Text segment =
○ ○ ○ ○ ○

Saturday, April 25, 2009

WHO warns of swine flu pandemic

The World Health Organisation has described outbreaks of swine flu in Mexico and the US as a “Public Health Emergency” [WHO]. The virus has so far killed 69 people in Mexico and more than 1,200 have been infected. The virus believed to be a strain of H1N1 has also spread to California and Texas. Latest reports suggest 7 people in California have been infected and an unspecified number in Texas. A variant of H1N1 was responsible for the Spanish flu pandemic that killed some 50 million to 100 million people worldwide from 1918 to 1919.

In a press conference on Saturday authorities in the US say that up to 200 pupils had been absent from school following their recent return from Mexico. Some had reported slight flu-like symptoms and early signs suggest that eight of nine specimens tested show possible swine fever. More comprehensive tests by the Center for Disease Control in Atlanta are expected on Sunday.

None of the 200 children had required hospital treatment and many had fully recovered, Dr Thomas Frieden told reporters, but the school could remain closed out of "an abundance of caution".

○ ○ ○ ○ ○

(Stored data entries)
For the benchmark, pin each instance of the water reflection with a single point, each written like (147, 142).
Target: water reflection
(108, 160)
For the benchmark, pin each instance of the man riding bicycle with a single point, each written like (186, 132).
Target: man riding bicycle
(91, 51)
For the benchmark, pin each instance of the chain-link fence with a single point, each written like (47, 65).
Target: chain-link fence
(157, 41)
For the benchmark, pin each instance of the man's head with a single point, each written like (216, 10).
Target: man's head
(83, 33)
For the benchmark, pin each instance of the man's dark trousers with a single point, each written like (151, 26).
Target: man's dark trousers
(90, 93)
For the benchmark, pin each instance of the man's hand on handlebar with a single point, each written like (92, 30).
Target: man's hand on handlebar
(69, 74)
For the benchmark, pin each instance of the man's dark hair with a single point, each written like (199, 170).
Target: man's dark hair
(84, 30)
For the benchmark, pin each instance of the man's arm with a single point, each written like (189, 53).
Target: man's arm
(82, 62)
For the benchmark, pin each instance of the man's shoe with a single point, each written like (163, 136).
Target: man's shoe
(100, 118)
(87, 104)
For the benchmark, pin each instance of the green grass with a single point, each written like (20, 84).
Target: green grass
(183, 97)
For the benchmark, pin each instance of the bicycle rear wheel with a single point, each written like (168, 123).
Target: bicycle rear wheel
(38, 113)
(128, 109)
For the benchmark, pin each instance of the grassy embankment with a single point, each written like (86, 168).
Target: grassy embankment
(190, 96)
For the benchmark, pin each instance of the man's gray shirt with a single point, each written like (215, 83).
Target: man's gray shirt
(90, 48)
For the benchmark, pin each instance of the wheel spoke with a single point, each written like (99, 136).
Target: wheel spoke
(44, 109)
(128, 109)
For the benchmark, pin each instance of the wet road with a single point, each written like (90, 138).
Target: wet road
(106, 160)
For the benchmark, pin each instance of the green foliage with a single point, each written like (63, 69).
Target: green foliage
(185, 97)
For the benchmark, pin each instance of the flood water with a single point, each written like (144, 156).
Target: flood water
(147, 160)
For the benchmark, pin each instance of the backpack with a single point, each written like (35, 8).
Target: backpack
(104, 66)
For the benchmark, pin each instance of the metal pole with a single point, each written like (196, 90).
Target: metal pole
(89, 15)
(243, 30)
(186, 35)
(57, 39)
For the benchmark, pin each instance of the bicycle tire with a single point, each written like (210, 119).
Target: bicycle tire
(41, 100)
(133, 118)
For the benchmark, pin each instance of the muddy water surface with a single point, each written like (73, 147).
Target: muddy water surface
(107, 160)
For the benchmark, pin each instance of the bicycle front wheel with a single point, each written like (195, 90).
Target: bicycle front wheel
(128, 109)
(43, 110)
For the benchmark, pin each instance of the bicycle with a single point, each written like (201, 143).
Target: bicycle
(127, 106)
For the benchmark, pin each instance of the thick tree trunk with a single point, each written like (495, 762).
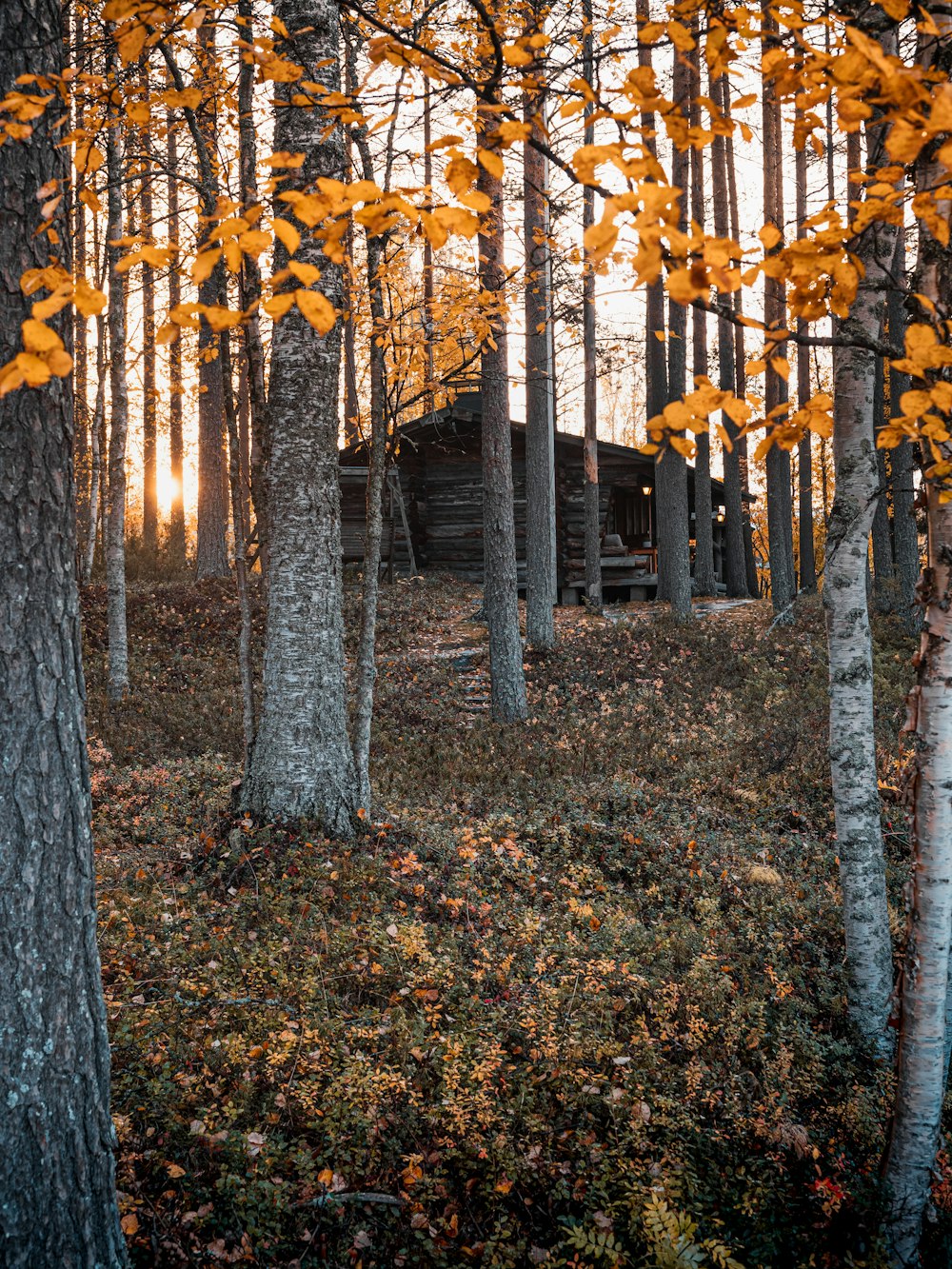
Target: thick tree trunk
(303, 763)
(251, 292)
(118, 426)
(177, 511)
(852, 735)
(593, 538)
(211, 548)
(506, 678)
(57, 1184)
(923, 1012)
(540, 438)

○ ○ ○ ○ ○

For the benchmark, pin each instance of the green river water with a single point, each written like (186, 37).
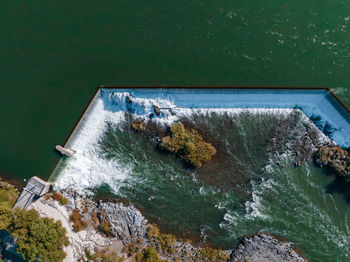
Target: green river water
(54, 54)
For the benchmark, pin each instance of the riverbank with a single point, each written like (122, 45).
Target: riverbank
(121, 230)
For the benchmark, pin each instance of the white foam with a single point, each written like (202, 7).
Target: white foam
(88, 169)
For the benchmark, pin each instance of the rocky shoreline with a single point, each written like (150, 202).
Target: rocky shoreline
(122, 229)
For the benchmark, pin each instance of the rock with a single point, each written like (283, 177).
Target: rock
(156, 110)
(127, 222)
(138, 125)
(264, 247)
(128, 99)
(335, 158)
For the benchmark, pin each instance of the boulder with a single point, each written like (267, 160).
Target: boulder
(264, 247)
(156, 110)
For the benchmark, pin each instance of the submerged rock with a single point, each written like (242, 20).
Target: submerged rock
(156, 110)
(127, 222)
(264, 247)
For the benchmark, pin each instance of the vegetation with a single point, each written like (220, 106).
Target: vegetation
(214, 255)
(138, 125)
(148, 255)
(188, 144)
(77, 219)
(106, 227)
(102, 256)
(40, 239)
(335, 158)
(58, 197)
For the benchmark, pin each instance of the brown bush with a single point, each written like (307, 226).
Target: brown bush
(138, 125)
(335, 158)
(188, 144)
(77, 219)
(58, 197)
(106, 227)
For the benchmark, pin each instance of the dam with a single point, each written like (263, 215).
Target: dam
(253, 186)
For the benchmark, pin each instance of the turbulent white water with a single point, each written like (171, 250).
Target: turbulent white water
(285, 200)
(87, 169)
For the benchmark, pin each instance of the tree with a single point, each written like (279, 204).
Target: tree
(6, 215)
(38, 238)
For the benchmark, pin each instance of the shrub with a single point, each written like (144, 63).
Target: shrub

○ ○ ○ ○ ○

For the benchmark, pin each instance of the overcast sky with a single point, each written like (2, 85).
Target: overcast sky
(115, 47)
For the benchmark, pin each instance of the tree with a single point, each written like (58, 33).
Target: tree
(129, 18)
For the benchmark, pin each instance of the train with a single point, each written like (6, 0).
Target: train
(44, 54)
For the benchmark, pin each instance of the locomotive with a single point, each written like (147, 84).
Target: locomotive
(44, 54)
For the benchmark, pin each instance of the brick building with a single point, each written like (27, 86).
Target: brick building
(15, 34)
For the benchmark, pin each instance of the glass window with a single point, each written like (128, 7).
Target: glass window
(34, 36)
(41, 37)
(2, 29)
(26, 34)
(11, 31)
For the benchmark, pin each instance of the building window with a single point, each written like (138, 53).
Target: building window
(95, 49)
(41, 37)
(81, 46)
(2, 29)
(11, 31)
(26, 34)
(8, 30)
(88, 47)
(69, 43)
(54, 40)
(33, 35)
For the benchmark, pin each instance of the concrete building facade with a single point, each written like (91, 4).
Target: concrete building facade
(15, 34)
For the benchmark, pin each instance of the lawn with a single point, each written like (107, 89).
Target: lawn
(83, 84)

○ ○ ○ ○ ○

Exercise A = In the swine flu report, how many people has the virus killed in Mexico so far?
Exercise B = Continue the swine flu news report from its last sentence.

Expected answer A = 69 people.

Expected answer B =
In the UK the Health Protection Agency has said it is monitoring the situation carefully [BBC]. Travellers to affected areas are advised to consult doctor immediately if they show signs of flu-like symptoms, the HPA has said. There are suggestions that the virus has the ability of passing from person to person which significantly raises the threat of a global pandemic. However, no-one outside Mexico has yet died or been seriously ill.

And there were worrying signs tonight after it was reported that an air steward returning from Mexico had developed flu-like symptoms. The unnamed man had been travelling on flight BA 242 which landed at Heathrow and was taken to Northwick Park hospital in Harrow, north London. A spokesman for the hospital said the man had been placed in isolation and was responding well to treatment. Spokesman Jonathan Street refused to say what treatment the man was being offered though it is known that patients with human swine influenza H1N1 respond well to antiviral drugs such as oseltamavir (Tamiflu®) and zanamivir (Relenza®).